Excerpted text
# Forum Learning Russian Language Pronunciation, Speech & Accent  pronunciation of o

## paasikivi

So when is o pronounced as a? 
For example: золото, около, кокаин, отходить, полтара, полгода, чувствовать.

----------


## Оля

> So when is o pronounced as a? 
> For example: золото, около, кокаин, отходить, полтора, полгода, чувствовать.

 Unstressed "o" is not actually pronounced like "a".
It's a cross between "a" and "э" and "ы".
So this sound is pronounced when "o" is not stressed _and the next syllable is not stressed too_. For example: *з́олото, ́около, кока́ин, полтор́а, ч́увствовать.* 
But if the next syllable is stressed then "o" is pronounced nearly like "a" (one can pronounce "a"). For example: *вод́а, ход́ить, нос́ок, полтор́а etc*  
"Полгода" is a composite word: "пол" (половина, half) + "год", so two "o" are pronounced like "o", but the last "o" is stressed.

----------


## paasikivi

> Unstressed "o" is not actually pronounced like "a".
> It's a cross between "a" and "э" and "ы".

 I suppose spoken language was before writing. So who got the idea to write "o" in place of this letter?

----------


## paasikivi

> Unstressed "o" is not actually pronounced like "a".
> It's a cross between "a" and "э" and "ы".
> So this sound is pronounced when "o" is not stressed _and the next syllable is not stressed too_. For example:
> [b][color=darkred]з́олото

 But for example "золото здесь", 
the first o would be o, the second is the mixture of "a" and "э" and "ы" and because  здесь is stressed, the last o must be actually "a"?

----------


## Ataklena

> I suppose spoken language was before writing. So who got the idea to write "o" in place of this letter?

 Well, every language was only spoken first  :: 
But to pronounce 'a' in unstressed syllables is a particular Moscovite accent. In some regions they pronounce 'o' everywhere.

----------


## laxxy

> "Полгода" is a composite word: "пол" (половина, half) + "год", so two "o" are pronounced like "o", but the last "o" is stressed.

 I am pronouncing the first O here just like the 2nd one in "poltora".

----------


## laxxy

> Originally Posted by Оля  Unstressed "o" is not actually pronounced like "a".

Extracted information
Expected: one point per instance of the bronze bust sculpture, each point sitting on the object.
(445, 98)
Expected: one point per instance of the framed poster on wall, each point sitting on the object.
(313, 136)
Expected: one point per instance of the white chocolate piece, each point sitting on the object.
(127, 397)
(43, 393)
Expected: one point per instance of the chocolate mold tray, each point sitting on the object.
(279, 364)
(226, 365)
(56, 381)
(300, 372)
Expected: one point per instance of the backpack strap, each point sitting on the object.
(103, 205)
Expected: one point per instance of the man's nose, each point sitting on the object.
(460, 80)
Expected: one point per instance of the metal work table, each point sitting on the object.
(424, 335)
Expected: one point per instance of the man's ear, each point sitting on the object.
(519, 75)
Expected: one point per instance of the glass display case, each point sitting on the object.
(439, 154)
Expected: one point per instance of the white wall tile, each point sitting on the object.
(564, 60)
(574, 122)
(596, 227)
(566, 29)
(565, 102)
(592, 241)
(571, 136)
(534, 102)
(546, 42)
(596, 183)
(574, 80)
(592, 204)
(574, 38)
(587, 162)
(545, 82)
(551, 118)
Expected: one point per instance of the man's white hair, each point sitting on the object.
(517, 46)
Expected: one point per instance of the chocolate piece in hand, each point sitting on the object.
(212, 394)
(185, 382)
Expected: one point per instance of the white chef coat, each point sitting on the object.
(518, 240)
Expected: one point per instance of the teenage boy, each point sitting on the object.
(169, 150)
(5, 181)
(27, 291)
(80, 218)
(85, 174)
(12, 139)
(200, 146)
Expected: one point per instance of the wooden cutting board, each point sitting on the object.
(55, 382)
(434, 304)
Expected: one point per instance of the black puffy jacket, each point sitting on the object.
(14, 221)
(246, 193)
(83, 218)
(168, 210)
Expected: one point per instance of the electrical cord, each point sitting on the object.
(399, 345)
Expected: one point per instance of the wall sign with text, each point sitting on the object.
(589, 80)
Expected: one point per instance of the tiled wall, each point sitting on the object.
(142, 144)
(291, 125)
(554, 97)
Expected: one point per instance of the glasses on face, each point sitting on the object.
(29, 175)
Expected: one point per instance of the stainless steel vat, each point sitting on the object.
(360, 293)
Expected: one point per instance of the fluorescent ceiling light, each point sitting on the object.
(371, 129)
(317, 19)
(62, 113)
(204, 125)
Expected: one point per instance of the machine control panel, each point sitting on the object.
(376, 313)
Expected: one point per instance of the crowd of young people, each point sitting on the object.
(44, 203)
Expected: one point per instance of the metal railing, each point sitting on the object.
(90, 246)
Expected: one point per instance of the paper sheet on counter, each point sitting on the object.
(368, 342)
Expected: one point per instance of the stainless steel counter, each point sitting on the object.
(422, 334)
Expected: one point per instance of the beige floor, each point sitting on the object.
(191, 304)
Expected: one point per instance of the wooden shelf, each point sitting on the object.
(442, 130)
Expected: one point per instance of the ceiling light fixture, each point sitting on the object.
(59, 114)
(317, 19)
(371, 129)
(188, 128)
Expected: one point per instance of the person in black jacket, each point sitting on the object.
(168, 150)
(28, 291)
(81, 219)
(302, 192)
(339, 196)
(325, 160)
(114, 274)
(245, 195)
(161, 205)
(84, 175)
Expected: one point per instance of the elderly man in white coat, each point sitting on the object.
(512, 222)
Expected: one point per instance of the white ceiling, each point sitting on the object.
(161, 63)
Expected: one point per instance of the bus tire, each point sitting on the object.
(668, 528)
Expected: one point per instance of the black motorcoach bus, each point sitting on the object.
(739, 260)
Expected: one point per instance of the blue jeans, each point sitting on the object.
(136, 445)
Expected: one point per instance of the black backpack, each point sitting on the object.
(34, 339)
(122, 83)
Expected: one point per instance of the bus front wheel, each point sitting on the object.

Set problem A
In the pronunciation thread, do these statements hold? Give yes or no for each, with the deciding words quoted from the thread.
(i) Оля describes unstressed "o" as a cross between "a", "э" and "ы".
(ii) Ataklena reports that some regions pronounce 'a' everywhere.
(iii) Оля calls "Полгода" a composite word.
Set problem B
According to the pronunciation thread, what does Ataklena call pronouncing 'a' in unstressed syllables?
Set problem C
Reproduce the pronunciation thread between "# Forum Learning" and "полтара, полгода, чувствовать.", inclusive.
Rely on the pronunciation thread alone.

Exercise output A
(i) Yes: "It's a cross between "a" and "э" and "ы"."
(ii) No: "In some regions they pronounce 'o' everywhere."
(iii) Yes: ""Полгода" is a composite word"

Exercise output B
A particular Moscovite accent.

Exercise output C
# Forum Learning Russian Language Pronunciation, Speech & Accent  pronunciation of o

## paasikivi

So when is o pronounced as a? 
For example: золото, около, кокаин, отходить, полтара, полгода, чувствовать.